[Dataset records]
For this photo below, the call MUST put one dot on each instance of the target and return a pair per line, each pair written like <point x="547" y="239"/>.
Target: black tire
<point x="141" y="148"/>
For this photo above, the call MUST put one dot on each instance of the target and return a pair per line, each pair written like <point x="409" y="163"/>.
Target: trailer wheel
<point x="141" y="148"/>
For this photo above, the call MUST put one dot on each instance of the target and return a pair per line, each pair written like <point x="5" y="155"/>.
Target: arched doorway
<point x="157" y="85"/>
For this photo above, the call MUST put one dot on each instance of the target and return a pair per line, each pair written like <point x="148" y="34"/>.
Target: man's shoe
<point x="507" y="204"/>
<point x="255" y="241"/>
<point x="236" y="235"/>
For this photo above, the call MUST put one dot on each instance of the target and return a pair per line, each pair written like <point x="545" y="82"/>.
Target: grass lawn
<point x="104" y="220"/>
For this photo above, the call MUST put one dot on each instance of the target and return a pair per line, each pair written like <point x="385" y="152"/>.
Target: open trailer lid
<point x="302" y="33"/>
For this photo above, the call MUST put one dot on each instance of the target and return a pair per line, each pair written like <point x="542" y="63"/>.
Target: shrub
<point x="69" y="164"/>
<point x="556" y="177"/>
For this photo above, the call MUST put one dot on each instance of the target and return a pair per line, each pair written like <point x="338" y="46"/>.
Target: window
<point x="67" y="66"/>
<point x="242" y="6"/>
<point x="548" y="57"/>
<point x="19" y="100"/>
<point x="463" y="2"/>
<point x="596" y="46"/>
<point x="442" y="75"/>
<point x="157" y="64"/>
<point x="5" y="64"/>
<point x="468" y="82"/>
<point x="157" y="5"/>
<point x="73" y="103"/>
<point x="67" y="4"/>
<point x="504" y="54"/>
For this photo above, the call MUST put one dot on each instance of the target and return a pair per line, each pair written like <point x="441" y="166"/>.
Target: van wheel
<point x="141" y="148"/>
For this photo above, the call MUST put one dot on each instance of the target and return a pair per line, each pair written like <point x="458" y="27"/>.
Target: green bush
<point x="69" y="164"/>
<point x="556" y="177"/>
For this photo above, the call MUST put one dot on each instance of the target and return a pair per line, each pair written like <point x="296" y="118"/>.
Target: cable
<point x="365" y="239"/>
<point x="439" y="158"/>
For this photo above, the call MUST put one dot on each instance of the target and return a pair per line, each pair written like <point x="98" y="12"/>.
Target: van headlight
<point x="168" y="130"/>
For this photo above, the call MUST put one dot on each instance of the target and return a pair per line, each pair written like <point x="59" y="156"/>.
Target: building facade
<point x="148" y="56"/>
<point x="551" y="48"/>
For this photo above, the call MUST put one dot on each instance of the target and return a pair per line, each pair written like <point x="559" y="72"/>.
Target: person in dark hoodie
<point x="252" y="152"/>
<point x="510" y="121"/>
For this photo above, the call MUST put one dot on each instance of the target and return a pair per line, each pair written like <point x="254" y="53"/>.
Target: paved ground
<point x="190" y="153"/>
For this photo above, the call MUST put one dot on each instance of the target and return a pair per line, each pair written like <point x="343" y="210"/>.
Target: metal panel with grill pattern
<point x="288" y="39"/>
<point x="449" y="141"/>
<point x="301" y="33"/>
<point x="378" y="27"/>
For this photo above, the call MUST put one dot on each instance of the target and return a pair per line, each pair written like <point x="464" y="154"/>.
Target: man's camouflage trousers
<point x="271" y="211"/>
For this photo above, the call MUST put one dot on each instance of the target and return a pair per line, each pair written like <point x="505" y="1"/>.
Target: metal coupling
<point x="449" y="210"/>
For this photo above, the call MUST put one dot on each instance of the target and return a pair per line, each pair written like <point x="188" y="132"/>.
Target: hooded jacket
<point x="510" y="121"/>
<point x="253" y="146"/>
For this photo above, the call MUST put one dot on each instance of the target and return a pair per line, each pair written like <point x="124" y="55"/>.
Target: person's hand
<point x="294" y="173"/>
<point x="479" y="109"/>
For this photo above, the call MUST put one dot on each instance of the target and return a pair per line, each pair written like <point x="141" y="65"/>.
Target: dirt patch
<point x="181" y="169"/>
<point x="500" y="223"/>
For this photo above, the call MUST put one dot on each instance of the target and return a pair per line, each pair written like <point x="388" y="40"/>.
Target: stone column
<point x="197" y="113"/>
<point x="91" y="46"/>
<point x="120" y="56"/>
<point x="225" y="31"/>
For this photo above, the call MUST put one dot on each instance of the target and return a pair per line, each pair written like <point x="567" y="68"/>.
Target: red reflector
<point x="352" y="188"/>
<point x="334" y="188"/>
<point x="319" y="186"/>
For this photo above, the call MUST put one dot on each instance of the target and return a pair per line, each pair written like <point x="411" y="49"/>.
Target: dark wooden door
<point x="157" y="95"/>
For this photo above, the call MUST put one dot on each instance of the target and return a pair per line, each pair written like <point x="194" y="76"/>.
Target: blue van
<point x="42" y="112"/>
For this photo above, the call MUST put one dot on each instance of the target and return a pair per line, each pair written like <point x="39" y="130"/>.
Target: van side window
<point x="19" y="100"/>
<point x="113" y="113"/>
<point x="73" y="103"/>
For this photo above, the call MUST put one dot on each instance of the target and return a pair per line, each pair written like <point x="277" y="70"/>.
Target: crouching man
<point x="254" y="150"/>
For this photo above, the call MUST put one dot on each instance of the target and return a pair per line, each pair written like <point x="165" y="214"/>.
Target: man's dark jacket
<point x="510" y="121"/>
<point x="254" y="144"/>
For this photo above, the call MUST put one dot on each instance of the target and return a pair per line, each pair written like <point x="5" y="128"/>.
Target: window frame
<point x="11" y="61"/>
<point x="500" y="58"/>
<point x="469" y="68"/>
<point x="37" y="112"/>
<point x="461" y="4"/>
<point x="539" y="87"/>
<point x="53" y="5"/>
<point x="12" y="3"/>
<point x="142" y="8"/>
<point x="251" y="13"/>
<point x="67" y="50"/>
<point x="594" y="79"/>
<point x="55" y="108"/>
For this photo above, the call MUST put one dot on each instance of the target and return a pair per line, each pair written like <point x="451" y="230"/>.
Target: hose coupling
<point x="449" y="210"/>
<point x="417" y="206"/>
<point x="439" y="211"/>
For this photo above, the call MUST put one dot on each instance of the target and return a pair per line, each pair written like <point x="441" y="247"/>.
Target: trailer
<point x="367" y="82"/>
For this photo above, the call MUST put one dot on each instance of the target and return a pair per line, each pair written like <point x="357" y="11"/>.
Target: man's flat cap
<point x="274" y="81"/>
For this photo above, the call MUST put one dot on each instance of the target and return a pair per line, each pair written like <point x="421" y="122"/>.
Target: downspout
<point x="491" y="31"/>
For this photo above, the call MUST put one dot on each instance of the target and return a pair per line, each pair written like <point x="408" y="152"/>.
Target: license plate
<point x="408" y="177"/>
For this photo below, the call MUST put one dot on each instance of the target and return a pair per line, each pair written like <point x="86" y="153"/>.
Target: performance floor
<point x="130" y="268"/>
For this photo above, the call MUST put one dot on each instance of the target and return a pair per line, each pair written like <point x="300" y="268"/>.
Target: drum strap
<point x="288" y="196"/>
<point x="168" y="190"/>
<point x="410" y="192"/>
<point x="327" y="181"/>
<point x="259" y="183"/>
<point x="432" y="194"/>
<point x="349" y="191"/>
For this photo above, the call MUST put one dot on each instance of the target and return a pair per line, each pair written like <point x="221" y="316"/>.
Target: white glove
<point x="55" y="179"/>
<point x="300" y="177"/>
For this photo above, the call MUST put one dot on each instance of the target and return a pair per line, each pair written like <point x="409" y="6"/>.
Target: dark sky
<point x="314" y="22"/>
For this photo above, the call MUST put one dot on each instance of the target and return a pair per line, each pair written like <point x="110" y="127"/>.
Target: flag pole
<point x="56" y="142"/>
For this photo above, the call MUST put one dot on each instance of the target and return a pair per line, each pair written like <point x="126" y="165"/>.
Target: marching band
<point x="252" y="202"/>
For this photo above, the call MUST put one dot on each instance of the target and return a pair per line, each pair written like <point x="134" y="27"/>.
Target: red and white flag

_EXERCISE PROMPT_
Reproduce exactly what appears from the line containing "Target: marching band" down to the final line of the data.

_SOLUTION TO THIS PROBLEM_
Target: marching band
<point x="252" y="202"/>
For this photo above, the call MUST put one dot on each instance of the target and return a pair per line, each pair written like <point x="134" y="27"/>.
Target: red and white flag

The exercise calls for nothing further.